Monday, June 15, 2009
Kael on Epics (and Huston vs. Lean)
[The paint isn’t dry on the first discussion of Pauline Kael Week; keep that going. But here's another small sampling to broaden the discussion. Please read and react in the comments section.]
The following is excerpted from “Epics – The Bible,” by Pauline Kael, originally published in The New Republic, October 22, 1966. It has been anthologized in For Keeps: 30 Years at the Movies, pages 91-94. (In some cases, paragraph breaks and ellipsis have been added. All other punctuation is faithful to For Keeps.)
When the announcement was made that Norman Mailer’s An American Dream was to be made into a movie, my reaction was that John Huston was the only man who could do it. And what a script it could be for him! But Huston was working on The Bible … If, in making The Treasure of the Sierra Madre he risked comparison with Greed, and if with The Red Badge of Courage, he risked comparison with The Birth of a Nation, The Bible risks comparison with Intolerance. It is a huge sprawling epic – an attempt to use the medium to its fullest, to overwhelm the senses and feelings, for gigantic mythmaking, for a poetry of size and scope.

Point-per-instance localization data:
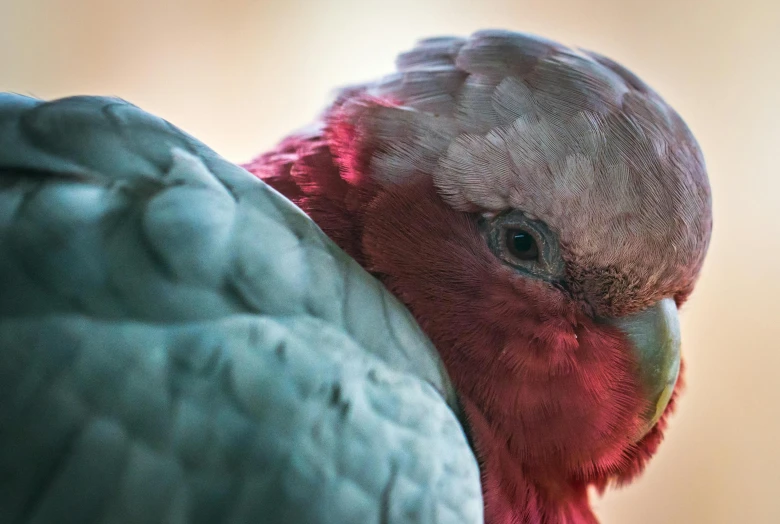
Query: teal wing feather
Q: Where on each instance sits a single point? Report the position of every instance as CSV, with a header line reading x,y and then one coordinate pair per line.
x,y
180,343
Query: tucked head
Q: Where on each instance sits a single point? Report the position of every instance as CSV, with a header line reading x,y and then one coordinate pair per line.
x,y
543,213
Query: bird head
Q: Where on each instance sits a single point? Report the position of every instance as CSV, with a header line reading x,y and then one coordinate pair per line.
x,y
543,213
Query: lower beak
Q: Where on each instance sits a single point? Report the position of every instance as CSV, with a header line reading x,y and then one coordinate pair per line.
x,y
655,337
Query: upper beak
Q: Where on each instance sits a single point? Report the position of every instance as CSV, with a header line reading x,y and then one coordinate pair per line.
x,y
655,336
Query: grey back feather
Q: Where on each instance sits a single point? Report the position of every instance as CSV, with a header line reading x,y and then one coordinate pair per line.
x,y
179,343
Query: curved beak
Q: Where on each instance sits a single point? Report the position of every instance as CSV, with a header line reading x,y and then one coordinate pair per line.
x,y
655,336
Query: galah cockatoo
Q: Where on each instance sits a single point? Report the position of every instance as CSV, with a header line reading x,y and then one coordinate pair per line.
x,y
180,343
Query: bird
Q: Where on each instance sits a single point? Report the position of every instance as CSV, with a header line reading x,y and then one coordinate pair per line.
x,y
453,298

**Aim of the task**
Translate into Spanish this sentence from the text on Pauline Kael and epics: "When the announcement was made that Norman Mailer’s An American Dream was to be made into a movie, my reaction was that John Huston was the only man who could do it."

**Reply**
Cuando se anunció que An American Dream, de Norman Mailer, iba a llevarse al cine, mi reacción fue que John Huston era el único hombre que podía hacerlo.